## Objective 1
Using the forum thread on retiring to Thailand, decide whether each statement agrees with it. Answer yes or no for each, and quote the words from the thread that settle it. (a) Andrew Hicks's friend is renting for about six months in each place on his short list. (b) dodge says the trip between Jomtien and Bangkok takes about three hours. (c) mogo decides to try Chiang Mai first.
## Objective 2
Carry on the forum thread on retiring to Thailand from the point where it stops.

## Given passage
════════════════
# retiring to thailand



## mogo

I am preparing to move to Thailand for retirement. Can meet the financial reqirements no problems, but am still undecided as to where I wish to reside. Currently I am looking at Udon Thani, Chiang Mai, Pattaya and Hua Hin. I have been to Thailand several times, recently to Chiang Mai and found it a great place.
I am moving as a single, mature aged person. 
Can I get any feedback from fellow expats at these locations to assist in my decision (I will visit all 4 ) but would like some informed opinions.mogo


----------



## Andrew Hicks

A friend in the same position as you has made a short list and is renting for about six months in each place before he finally decides to hang up his coat.

Not a bad idea!

Andrew Hicks


----------



## dodge

Jomtien (just south of Pattaya) is also a good place to consider. Good golf, restarants, quiet, beach, shopping centres close enough to Pattaya for a night out if you feel like it. I have a place in Jomtien that I use for some log weekends and holidays and a place in Bangkok for living. Easy now totravel between to two as the roads are good and travle time is down to about 1.5 hours. I like the best of both worlds...city life and then beach life.


----------



## mogo

*retire in pattaya*



dodge said:


> Jomtien (just south of Pattaya) is also a good place to consider. Good golf, restarants, quiet, beach, shopping centres close enough to Pattaya for a night out if you feel like it. I have a place in Jomtien that I use for some log weekends and holidays and a place in Bangkok for living. Easy now totravel between to two as the roads are good and travle time is down to about 1.5 hours. I like the best of both worlds...city life and then beach life.


Thanks Dodge,
I stayed in Jomtien about 18 months ago and it was developing quite quickly. I have met a number of Aussies over the weekend who live in Pattaya area and I have decided to try there initially. They are retired also, love golf and can get me set up for when I arrive - I think that is important when leaving your own country to settle in a foreign one. They are all about my age and we share many common interests. many thanks for your imput. regards, mogo


----------



## Serendipity2

Hi all,

I'm considering retiring in Thailand as well. Are expats, moving to Thailand on an O-A visa allowed to bring in their personal household effects? I've read that they were but that it may have been discontinued. Any advice or information appreciated. I hate to 'dump' my furniture as it's good furniture and have to weigh the shipping costs against selling it cheap and re-purchasing other furniture that's probably not nearly as nice. We become slaves to our possessions. They own us rather than the reverse. Thanks in advance for your responses.
════════════════
## Listed entries
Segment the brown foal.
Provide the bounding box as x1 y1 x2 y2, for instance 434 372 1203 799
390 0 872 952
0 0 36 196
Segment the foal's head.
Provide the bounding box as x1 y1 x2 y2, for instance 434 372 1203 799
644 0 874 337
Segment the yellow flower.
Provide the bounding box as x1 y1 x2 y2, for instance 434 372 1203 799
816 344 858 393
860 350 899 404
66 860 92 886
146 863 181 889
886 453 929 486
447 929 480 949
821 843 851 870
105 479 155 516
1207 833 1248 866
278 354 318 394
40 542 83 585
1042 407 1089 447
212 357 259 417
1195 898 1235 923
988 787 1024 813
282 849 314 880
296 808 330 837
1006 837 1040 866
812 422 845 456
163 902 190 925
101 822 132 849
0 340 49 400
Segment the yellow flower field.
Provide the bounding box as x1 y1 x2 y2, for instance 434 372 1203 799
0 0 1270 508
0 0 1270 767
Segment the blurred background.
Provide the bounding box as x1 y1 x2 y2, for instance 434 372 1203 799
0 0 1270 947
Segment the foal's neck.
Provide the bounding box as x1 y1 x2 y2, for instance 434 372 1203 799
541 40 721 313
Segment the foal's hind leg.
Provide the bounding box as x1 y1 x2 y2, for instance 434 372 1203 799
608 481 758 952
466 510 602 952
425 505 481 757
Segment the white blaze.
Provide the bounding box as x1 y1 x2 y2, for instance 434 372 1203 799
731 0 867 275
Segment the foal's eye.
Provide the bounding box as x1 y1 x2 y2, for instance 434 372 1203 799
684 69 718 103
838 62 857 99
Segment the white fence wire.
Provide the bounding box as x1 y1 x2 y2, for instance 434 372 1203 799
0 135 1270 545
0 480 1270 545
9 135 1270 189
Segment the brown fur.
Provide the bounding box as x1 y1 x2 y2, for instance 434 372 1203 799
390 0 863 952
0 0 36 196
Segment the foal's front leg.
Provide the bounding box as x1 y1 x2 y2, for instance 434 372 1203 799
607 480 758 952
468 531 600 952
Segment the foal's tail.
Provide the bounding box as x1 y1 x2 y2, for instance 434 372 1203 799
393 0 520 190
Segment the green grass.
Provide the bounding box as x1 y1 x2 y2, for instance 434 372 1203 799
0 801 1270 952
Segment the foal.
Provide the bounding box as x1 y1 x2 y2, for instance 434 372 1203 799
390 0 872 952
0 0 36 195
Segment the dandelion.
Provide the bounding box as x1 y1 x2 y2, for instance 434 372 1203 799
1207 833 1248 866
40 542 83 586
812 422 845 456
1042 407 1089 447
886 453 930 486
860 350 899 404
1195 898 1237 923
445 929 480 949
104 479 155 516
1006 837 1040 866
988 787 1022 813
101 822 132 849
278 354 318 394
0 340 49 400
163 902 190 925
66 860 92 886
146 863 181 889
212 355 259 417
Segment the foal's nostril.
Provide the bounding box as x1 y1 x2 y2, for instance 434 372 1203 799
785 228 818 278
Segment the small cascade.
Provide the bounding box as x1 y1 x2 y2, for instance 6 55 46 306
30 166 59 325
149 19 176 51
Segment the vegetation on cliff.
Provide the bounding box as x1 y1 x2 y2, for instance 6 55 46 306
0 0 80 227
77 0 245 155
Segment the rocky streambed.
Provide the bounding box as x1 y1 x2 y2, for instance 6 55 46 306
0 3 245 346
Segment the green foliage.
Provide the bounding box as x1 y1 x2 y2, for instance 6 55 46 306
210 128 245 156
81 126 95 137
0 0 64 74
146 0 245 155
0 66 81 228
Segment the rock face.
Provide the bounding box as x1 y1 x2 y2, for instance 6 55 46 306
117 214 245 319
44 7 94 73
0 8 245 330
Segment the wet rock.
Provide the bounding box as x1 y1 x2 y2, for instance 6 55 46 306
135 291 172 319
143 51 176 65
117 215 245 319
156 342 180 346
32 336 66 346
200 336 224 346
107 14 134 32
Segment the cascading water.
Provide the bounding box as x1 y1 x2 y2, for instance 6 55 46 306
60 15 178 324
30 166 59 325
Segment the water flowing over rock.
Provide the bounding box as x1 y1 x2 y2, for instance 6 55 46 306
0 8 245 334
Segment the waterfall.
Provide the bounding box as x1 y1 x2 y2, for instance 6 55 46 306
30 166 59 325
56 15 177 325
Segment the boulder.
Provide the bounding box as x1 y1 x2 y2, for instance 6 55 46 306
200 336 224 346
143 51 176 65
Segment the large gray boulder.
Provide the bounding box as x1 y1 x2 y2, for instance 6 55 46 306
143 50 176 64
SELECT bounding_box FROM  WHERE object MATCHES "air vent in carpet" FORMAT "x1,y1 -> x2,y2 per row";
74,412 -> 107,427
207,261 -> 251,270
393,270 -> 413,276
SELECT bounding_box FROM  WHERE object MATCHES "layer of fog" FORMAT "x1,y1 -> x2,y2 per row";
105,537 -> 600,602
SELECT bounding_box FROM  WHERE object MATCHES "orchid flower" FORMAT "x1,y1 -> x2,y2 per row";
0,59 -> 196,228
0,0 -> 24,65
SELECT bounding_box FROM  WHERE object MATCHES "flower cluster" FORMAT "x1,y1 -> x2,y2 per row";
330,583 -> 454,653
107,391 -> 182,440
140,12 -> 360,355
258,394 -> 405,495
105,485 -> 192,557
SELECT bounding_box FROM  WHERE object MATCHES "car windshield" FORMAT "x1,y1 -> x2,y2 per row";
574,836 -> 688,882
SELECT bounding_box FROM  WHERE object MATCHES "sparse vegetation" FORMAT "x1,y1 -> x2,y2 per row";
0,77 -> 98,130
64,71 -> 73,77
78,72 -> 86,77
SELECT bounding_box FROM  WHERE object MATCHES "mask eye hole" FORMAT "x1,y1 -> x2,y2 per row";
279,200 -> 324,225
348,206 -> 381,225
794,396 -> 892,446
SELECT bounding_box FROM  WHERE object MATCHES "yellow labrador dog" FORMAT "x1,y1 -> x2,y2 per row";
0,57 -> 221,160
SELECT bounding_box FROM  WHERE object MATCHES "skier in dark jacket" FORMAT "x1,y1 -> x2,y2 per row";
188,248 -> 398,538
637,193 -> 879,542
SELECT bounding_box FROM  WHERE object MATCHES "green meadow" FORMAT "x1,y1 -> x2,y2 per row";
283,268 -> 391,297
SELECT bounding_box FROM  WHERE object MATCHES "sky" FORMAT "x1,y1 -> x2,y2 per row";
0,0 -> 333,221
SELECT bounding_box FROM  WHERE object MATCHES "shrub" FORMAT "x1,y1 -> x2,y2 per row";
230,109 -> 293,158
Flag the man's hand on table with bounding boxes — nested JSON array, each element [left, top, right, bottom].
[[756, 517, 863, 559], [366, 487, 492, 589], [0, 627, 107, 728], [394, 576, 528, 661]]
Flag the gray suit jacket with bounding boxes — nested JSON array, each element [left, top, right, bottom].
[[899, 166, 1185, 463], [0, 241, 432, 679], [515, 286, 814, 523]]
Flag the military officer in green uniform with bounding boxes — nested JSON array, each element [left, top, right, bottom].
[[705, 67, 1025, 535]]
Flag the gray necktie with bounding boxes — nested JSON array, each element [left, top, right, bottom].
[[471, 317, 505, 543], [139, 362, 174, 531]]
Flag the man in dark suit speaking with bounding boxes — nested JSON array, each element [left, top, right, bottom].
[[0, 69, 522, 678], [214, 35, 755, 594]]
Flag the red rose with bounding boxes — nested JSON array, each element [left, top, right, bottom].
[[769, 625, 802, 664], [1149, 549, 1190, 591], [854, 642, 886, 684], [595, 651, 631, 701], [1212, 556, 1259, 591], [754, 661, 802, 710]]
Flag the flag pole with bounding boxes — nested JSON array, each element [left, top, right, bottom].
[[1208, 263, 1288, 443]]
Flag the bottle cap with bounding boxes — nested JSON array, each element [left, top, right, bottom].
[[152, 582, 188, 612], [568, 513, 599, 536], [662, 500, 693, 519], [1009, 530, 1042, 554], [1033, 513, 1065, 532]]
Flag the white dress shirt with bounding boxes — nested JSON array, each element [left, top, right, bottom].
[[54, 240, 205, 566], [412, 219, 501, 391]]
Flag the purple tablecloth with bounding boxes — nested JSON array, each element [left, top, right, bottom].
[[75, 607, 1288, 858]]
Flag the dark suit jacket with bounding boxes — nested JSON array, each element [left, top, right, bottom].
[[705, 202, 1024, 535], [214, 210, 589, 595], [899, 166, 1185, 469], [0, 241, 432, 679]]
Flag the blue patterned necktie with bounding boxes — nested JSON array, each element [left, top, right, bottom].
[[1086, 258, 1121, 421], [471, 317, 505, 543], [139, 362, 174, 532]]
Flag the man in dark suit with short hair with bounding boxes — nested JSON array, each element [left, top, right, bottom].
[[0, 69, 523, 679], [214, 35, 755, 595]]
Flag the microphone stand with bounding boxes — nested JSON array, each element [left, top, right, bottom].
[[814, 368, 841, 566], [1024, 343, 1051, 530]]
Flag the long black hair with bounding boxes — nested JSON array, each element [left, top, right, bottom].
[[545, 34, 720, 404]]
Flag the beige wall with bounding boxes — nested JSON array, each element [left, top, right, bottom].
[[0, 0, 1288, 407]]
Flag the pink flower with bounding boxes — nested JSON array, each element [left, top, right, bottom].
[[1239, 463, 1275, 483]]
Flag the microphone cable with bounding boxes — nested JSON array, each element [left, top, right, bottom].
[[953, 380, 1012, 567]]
════════════════
## Exercise answer 1
(a) Yes: "is renting for about six months in each place before he finally decides to hang up his coat."
(b) No: "travle time is down to about 1.5 hours."
(c) No: "I have met a number of Aussies over the weekend who live in Pattaya area and I have decided to try there initially."

## Exercise answer 2
Serendipity2


----------



## SteinKR

Serendipity2 said:


> Hi all,
> 
> I'm considering retiring in Thailand as well. Are expats, moving to Thailand on an O-A visa allowed to bring in their personal household effects? I've read that they were but that it may have been discontinued. Any advice or information appreciated. I hate to 'dump' my furniture as it's good furniture and have to weigh the shipping costs against selling it cheap and re-purchasing other furniture that's probably not nearly as nice. We become slaves to our possessions. They own us rather than the reverse. Thanks in advance for your responses.
> 
> Serendipity2



Hi there Serendipity

Everyone can bring used personal household effects into Thailand. However, to bring it in tax/duty free, you need to have a 1 year approved work permit. It is many expats coming in for retirement on a O-A visa, and they are entitled to bring used personal effects in the meaning of books, clothes and 1 computer set into Thailand tax/duty free.

For all other Household goods (furniture, electronics, kitchenware, decoration, garden items etc.) is tax/duty able. 

But; as we are in Thailand, "tea-money" payments to the customs officer is quite common in order to have goods released for much less than the official import tax/duty.

The amount of the unofficial payment is pending on how much you are bringing and the nature of the items.

Normally, the tax/duty is 50-60% less than the official fees.


Stein A.


----------



## Serendipity2

SteinKR,

Thanks for the information. It's a coin toss whether it's worth bringing household goods because of the shipping costs but probably the prudent thing would be to spend perhaps a year there and then decide. Which means the furniture would have to be stored for that time. 

I always get a bit nervous when the cost of bringing something into a country is up for negotiation. If one is unable to reach a decision the goods either have to be "repatriated" or the could be seized. That would certainly not a good thing! 

If I'm correct a shipment needs to arrive in Thailand within 6 mos. of one's arrival on an O-A visa so would that mean the first year would need to be on a visa other than an O-A? Thanks for your reply. 

Serendipity2


----------



## KhwaamLap

> I am preparing to move to Thailand for retirement. Can meet the financial reqirements no problems, but am still undecided as to where I wish to reside. Currently I am looking at Udon Thani, Chiang Mai, Pattaya and Hua Hin. I have been to Thailand several times, recently to Chiang Mai and found it a great place.
> I am moving as a single, mature aged person.
> Can I get any feedback from fellow expats at these locations to assist in my decision (I will visit all 4 ) but would like some informed opinions.mogo


There are an awful lot of retirees in CM with support groups, clubs etc, so it may be your best bet - at least as a first step. Weather is better there too.



> I'm considering retiring in Thailand as well. Are expats, moving to Thailand on an O-A visa allowed to bring in their personal household effects? I've read that they were but that it may have been discontinued. Any advice or information appreciated. I hate to 'dump' my furniture as it's good furniture and have to weigh the shipping costs against selling it cheap and re-purchasing other furniture that's probably not nearly as nice. We become slaves to our possessions. They own us rather than the reverse. Thanks in advance for your responses.


Remember TiT (This is Thailand). As SteinKR mentioned there are usually 'agents' that will see stuff through for a cheaper than official deal. As TiT, I have heard of people being charged import on personal effect as well (and often) - its hard to argue (and win) and Thai laws are usually so vague every port of entry and every manager seems to have their own interpretation.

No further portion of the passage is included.